(Coordinate annotation records)
#####

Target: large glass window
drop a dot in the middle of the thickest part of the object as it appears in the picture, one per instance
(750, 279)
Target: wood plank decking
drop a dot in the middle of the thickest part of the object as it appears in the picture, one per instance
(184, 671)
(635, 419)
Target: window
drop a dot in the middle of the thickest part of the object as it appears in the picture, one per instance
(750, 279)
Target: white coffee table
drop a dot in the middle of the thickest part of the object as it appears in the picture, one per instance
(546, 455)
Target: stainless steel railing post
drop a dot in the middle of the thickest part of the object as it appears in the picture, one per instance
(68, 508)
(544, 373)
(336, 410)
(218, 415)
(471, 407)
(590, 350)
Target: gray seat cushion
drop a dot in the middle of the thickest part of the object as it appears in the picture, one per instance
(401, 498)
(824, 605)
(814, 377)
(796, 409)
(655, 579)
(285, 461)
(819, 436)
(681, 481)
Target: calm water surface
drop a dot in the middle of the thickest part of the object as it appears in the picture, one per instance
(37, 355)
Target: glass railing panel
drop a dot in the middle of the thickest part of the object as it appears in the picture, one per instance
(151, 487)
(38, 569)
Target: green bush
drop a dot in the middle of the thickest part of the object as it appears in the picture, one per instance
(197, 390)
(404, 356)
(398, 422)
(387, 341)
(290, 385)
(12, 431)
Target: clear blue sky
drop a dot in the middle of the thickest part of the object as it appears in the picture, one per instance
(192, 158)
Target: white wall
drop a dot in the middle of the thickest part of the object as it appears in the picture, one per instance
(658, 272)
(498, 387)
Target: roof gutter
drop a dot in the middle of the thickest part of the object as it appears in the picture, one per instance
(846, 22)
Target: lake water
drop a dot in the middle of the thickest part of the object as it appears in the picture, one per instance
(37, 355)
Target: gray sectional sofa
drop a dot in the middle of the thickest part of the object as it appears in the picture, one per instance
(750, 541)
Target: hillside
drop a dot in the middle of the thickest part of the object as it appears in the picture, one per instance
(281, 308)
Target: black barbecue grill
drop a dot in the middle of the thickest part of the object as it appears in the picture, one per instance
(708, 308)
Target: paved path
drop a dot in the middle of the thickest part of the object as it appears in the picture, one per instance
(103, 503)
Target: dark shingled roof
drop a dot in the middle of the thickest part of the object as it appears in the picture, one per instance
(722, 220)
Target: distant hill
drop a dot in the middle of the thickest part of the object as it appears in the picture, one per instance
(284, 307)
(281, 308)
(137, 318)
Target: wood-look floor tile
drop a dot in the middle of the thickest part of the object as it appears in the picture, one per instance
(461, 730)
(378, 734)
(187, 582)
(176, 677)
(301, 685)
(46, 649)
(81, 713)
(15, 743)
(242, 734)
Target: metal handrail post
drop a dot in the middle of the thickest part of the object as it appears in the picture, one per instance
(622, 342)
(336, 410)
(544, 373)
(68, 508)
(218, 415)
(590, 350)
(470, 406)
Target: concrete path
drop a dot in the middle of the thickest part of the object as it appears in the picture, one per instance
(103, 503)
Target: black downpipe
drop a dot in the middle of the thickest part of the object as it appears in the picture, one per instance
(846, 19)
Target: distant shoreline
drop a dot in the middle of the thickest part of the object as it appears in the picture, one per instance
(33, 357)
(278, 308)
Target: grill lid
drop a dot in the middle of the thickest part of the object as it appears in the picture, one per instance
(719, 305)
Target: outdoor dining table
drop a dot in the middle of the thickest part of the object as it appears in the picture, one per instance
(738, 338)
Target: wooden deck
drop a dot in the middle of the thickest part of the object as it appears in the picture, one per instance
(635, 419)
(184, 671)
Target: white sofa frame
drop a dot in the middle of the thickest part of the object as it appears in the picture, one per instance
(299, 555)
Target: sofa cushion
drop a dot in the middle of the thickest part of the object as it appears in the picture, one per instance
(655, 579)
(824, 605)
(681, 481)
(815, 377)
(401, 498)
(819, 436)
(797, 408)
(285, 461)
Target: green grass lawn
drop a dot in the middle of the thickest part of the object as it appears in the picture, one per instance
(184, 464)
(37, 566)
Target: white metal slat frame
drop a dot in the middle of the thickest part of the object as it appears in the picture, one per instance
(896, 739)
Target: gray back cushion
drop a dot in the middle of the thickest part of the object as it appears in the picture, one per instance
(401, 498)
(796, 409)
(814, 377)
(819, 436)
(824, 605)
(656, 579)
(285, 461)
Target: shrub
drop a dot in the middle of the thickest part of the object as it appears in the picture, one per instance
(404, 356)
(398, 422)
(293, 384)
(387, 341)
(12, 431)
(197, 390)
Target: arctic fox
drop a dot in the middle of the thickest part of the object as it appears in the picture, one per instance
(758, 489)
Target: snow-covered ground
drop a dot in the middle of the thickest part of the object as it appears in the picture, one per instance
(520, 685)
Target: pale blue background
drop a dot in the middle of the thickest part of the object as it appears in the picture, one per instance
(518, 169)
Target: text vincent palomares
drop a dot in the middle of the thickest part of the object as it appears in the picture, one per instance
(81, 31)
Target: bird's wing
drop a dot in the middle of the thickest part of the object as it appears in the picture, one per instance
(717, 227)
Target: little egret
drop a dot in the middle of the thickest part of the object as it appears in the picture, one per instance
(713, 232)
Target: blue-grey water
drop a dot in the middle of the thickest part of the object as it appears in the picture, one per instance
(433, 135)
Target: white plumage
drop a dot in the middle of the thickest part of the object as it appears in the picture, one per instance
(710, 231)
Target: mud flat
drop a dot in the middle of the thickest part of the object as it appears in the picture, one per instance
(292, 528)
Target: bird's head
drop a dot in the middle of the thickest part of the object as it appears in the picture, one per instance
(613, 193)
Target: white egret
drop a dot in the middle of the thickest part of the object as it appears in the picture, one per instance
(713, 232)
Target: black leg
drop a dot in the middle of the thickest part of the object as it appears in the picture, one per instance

#####

Rewrite the records above, swapping each instance of "drop a dot" for "place a point" and leaving everything else unchanged.

◆ The reply
Target: large glass window
place a point in the middle of the thickest part of the object as it appears in the picture, one per instance
(750, 279)
Target: wood plank decking
place a point in the middle of the thickest part of the object as it appears in the picture, one per instance
(184, 671)
(635, 419)
Target: window
place a point in the middle of the thickest part of the object as it appears in the picture, one per instance
(750, 279)
Target: white coffee table
place a point in the middle of the thickest part of the object as it appears in the picture, one per instance
(546, 455)
Target: stainless steel railing post
place a point in the middle of the thickest part of the object as it appears in the picture, one per instance
(68, 508)
(544, 373)
(336, 410)
(218, 415)
(471, 407)
(590, 350)
Target: gray seat cushion
place a point in the middle of the thickest part of the object as it appears in the picture, one per instance
(401, 498)
(824, 605)
(814, 377)
(796, 409)
(655, 579)
(285, 461)
(819, 436)
(681, 481)
Target: calm water surface
place a point in the middle of the thickest part of the object as it appears in the picture, one per instance
(37, 355)
Target: glass railing panel
place a point in the middle of the thickest part of the object as it appears in the picture, one per instance
(151, 487)
(38, 569)
Target: green bush
place a point in the middle of the thickest part of the object as it appears in the picture, one per instance
(197, 390)
(404, 356)
(398, 422)
(387, 341)
(290, 385)
(12, 431)
Target: clear blue sky
place a point in the middle of the thickest part of the object as it appears in the picture, one per instance
(192, 158)
Target: white wall
place a point in the middle of the thickest part of the object as it appears in the picture, one per instance
(658, 272)
(498, 387)
Target: roof gutter
place a point in the middle of the thickest part of the object as it appears in the picture, one per instance
(846, 22)
Target: lake water
place a point in the middle of the thickest part of the object as it appears in the picture, one per instance
(37, 355)
Target: gray sectional sofa
place a point in the middle of the thickest part of the object as it appears in the picture, one per instance
(750, 541)
Target: hillside
place a point in the middle of the thickest part of the object as it appears in the picture, one per instance
(281, 308)
Target: black barbecue grill
place a point in the middle of the thickest part of the object as it appears in the picture, one per instance
(708, 308)
Target: paved path
place a point in the middle of the thickest part of the object as it appears in the picture, one per instance
(103, 503)
Target: dark shingled roof
place a point in the middle of the thickest part of the object as it appears in the picture, one per instance
(722, 220)
Target: distant hill
place a point in the middle of the thickest part of the object as it appears in the picture, one per instance
(284, 307)
(281, 308)
(137, 318)
Target: wood-look floor tile
place a point in the middle of the thickest part of the object as it appears in the picture, one per instance
(461, 730)
(378, 734)
(187, 582)
(176, 677)
(301, 685)
(46, 649)
(81, 713)
(15, 743)
(242, 734)
Target: metal handrail post
place a point in the middle of the thickest part of the object as it appears in the picture, one per instance
(622, 342)
(336, 410)
(544, 373)
(68, 508)
(218, 415)
(590, 350)
(470, 406)
Target: concrete path
place a point in the middle of the thickest part of the object as it appears in the picture, one per instance
(103, 503)
Target: black downpipe
place a point in the middle of the thickest part of the object as it appears in the picture, one per instance
(846, 19)
Target: distant shoreline
place a point in the middle of the thickest part of the object as it appears in the picture, one per instance
(33, 357)
(278, 308)
Target: grill lid
place a point in the middle of the thickest part of the object as it appears in the picture, one per instance
(719, 305)
Target: outdoor dining table
place a point in the middle of the thickest part of the object as it appears in the picture, one per instance
(738, 338)
Target: wooden deck
place a point in the middle of the thickest part of the object as it appears in the picture, one per instance
(635, 419)
(184, 671)
Target: white sofa frame
place a point in the middle of the thickest part of the object as it appears in the picture, one per instance
(299, 555)
Target: sofa cushion
place a point in the middle of the thickest part of the object as it appears in the picture, one per instance
(655, 579)
(824, 605)
(681, 481)
(815, 377)
(401, 498)
(819, 436)
(797, 408)
(285, 461)
Target: green grass lawn
place a point in the middle of the thickest part of the object as it appears in the picture, one per instance
(184, 464)
(37, 566)
Target: white metal slat frame
place a point in the middle of the thickest part of the object as it appears in the picture, one per instance
(896, 739)
Target: gray back cushion
place a point in the middle of the thickest part of the object as it appears in the picture, one per instance
(401, 498)
(796, 409)
(814, 377)
(819, 436)
(824, 605)
(656, 579)
(285, 461)
Target: shrub
place a point in the middle of the thickest part of the object as it appears in the picture, one per instance
(404, 356)
(398, 422)
(293, 384)
(387, 341)
(12, 431)
(197, 390)
Target: arctic fox
place a point in the middle of the thickest part of the object as it appears in the picture, one per instance
(758, 489)
Target: snow-covered ground
place a point in the middle of the thickest part of the object as it appears in the picture, one per instance
(520, 685)
Target: pale blue background
place a point in the middle of the thickest part of the object as it appears in the picture, one per instance
(518, 169)
Target: text vincent palomares
place a point in the middle of the thickest part of the object as it appears in the picture, one per instance
(81, 31)
Target: bird's wing
place a point in the middle of the thickest part of the object as it appears in the picture, one per instance
(717, 227)
Target: little egret
place a point in the middle of the thickest part of the object as it appears in the picture, one per instance
(713, 232)
Target: blue-grey water
place a point in the middle of the thickest part of the object as it appears in the picture, one per instance
(433, 135)
Target: white plumage
place a point in the middle of the thickest part of the object as it appears in the picture, one per instance
(710, 231)
Target: mud flat
place a point in the middle of the thickest part of the object as it appears in the picture, one per instance
(292, 528)
Target: bird's head
place a point in the middle of the thickest part of the object as it appears in the picture, one per instance
(613, 193)
Target: white egret
place a point in the middle of the thickest part of the object as it appears in the picture, one per instance
(713, 232)
Target: black leg
place a point in the middle of the thickest part of the object as it appears in the picture, one per instance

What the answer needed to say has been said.